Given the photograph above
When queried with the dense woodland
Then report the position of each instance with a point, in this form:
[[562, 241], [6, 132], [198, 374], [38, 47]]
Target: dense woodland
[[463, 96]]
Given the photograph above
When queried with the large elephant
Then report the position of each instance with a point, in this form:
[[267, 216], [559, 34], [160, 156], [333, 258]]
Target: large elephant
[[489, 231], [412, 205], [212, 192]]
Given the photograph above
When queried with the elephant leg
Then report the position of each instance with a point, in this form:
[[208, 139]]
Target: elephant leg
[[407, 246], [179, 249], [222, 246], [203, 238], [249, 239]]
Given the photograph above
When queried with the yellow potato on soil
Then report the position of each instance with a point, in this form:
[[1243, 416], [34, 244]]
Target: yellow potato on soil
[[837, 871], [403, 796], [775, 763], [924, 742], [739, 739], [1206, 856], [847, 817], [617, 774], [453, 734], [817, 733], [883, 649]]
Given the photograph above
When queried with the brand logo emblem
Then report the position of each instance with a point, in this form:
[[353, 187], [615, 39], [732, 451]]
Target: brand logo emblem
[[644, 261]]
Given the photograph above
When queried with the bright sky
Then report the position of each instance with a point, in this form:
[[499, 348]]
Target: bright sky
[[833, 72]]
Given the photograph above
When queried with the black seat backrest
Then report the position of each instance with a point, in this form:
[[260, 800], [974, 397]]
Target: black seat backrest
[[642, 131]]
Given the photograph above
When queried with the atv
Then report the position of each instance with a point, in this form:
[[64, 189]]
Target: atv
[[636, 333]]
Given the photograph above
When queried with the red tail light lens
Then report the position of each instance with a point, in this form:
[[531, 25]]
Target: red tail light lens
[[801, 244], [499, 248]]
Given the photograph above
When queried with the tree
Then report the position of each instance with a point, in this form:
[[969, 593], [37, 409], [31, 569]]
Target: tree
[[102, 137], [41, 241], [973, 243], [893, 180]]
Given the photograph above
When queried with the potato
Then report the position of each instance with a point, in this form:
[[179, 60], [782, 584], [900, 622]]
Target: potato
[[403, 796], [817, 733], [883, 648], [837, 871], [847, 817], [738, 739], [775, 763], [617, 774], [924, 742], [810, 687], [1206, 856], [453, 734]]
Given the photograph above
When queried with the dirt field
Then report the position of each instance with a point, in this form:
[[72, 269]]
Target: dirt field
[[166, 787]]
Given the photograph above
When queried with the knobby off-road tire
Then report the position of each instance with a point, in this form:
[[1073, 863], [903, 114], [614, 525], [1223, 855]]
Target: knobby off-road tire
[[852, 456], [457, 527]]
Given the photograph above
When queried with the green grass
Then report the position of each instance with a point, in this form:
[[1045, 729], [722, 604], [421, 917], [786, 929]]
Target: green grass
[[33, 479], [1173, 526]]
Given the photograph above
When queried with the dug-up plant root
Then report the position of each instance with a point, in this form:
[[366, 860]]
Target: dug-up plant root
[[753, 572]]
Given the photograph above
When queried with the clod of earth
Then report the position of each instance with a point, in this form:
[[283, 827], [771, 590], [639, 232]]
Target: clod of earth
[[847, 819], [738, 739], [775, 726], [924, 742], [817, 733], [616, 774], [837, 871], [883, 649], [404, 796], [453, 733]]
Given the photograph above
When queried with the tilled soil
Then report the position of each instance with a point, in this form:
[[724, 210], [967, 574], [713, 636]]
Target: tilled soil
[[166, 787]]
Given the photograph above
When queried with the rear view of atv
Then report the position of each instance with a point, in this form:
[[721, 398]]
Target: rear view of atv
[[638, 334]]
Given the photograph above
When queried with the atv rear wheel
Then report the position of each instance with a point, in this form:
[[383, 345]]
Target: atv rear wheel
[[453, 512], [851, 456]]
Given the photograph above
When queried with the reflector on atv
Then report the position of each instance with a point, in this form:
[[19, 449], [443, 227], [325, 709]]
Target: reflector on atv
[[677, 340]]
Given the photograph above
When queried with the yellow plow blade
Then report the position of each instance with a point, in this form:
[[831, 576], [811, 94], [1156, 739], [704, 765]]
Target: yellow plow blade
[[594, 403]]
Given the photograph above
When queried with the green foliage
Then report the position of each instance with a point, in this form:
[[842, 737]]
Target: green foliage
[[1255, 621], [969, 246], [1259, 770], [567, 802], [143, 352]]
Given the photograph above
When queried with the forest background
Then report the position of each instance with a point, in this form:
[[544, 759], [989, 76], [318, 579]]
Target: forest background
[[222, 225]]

————————

● **Stated task**
Render every one of the records above as a numbered list, leaving out any blank lines.

● **Response to this exercise**
1. Given the photograph above
2. When queried with the dense woodland
3. Then report the position of each instance with a point, in this form:
4. [[562, 241], [6, 132], [198, 374], [38, 47]]
5. Target: dense woodland
6. [[463, 96]]
7. Given the photograph above
8. When queried with the large elephant
9. Then report the position of each instance with a point, in this form:
10. [[267, 216], [559, 34], [160, 156], [333, 258]]
11. Target: large elephant
12. [[489, 231], [412, 205], [212, 192]]
13. Given the photograph above
14. When queried with the elephant leg
15. Then report the position of each instance with a point, in this form:
16. [[208, 139]]
17. Target: elephant leg
18. [[407, 246], [179, 249], [222, 246], [203, 238], [249, 239]]
19. Given the photograph above
20. When queried with the yellow potato on soil
21. Then report the position of each instance with a point, in this form:
22. [[1243, 416], [34, 244]]
23. Target: yellow potato on soil
24. [[837, 871], [403, 796], [775, 763], [924, 742], [739, 739], [1206, 856], [847, 817], [617, 774], [453, 734], [817, 733], [883, 649]]
25. Given the photograph above
26. When queried with the brand logo emblem
27. Then report the position of each instance with a point, in this form:
28. [[353, 187], [615, 39], [732, 451]]
29. Target: brand logo emblem
30. [[644, 261]]
31. Given the photograph above
32. When queried with the bright sky
33. Then report the position of each instance with a point, in this form:
34. [[499, 348]]
35. Target: bright sky
36. [[833, 72]]
37. Given the photograph above
38. When queried with the black seat backrest
39. Then report the position of each instance with a point, in this form:
40. [[260, 800], [974, 397]]
41. Target: black seat backrest
42. [[642, 131]]
43. Given the photograph above
44. When queried with the atv
45. Then report the position of each instance with a point, in this form:
46. [[64, 189]]
47. Target: atv
48. [[636, 333]]
49. Given the photograph above
50. When queried with the red tail light lens
51. Then report the position of each instance with a point, in this form:
52. [[531, 25]]
53. Target: red tail light lens
54. [[801, 244], [499, 248]]
55. Given the photograph above
56. When queried with the tree
57. Then report the position of each instance with a point, in this form:
58. [[969, 593], [37, 409], [31, 569]]
59. Target: tree
60. [[102, 137], [41, 241], [973, 243], [893, 180]]
61. Given the photograph above
62. When queried with the potato
63. Then report the position of each instance with a point, in this form:
64. [[179, 60], [782, 584], [900, 622]]
65. Target: potato
66. [[403, 796], [817, 733], [883, 648], [837, 871], [847, 817], [738, 739], [775, 763], [617, 774], [924, 742], [810, 687], [1206, 856], [453, 734]]
67. Given the photograph above
68. When queried with the dirt field
69. Then report the position of each instance with a point, in this form:
70. [[72, 269]]
71. Target: dirt field
72. [[166, 787]]
73. Given the photograph above
74. When queried with the knobby off-road tire
75. Then report the position of each instance with a point, in this form:
76. [[1073, 863], [903, 114], [614, 525], [1223, 855]]
77. Target: knobby off-road tire
78. [[852, 456], [457, 527]]
79. Given the photograph above
80. When queried with the green grass
81. Then report the position of each instance with a point, in this form:
82. [[1045, 729], [722, 604], [421, 917], [786, 929]]
83. Target: green grass
84. [[33, 479], [1173, 526]]
85. Given the photograph above
86. When queried with the dug-up plant root
87. Then report the position of each instance with a point, in this form:
88. [[366, 860]]
89. Target: dug-up plant root
90. [[753, 572]]
91. Given the photograph above
92. When queried with the clod of earth
93. Then report the position of each instance with a point, in this form:
94. [[283, 827], [771, 590], [639, 232]]
95. Target: clod of earth
96. [[847, 819], [738, 739], [775, 726], [924, 742], [817, 733], [616, 774], [837, 871], [883, 649], [404, 796], [453, 733]]
97. Given the photograph above
98. When queried with the tilled soil
99. Then report the position of each instance with a point, in this form:
100. [[724, 210], [967, 574], [713, 636]]
101. Target: tilled soil
102. [[166, 787]]
103. Given the photograph above
104. When queried with the rear view of atv
105. Then report the position of each instance with a point, in this form:
106. [[721, 398]]
107. Target: rear view of atv
108. [[638, 334]]
109. Given the photograph above
110. When queried with the atv rear wheel
111. Then report the position of each instance with a point, in this form:
112. [[383, 345]]
113. Target: atv rear wheel
114. [[453, 512], [851, 456]]
115. Given the photograph above
116. When queried with the reflector on atv
117. Then report the position of each instance with a point, in this form:
118. [[19, 449], [443, 227], [325, 709]]
119. Target: reflector on atv
120. [[677, 340]]
121. Given the photograph above
122. When queried with the yellow plow blade
123. Then report the position of each instance with a point, in this form:
124. [[831, 576], [811, 94], [1156, 739], [704, 765]]
125. Target: yellow plow blade
126. [[594, 403]]
127. Given the photograph above
128. When queried with the green foliage
129. Then report the position of each instance with a point, in this form:
130. [[842, 737]]
131. Target: green foliage
132. [[1255, 621], [969, 246], [1259, 770], [567, 802], [143, 352]]
133. Given the photograph above
134. When queried with the forest background
135. Then report the position of each instance with a point, in this form:
136. [[544, 759], [989, 76], [318, 579]]
137. Target: forest background
138. [[222, 225]]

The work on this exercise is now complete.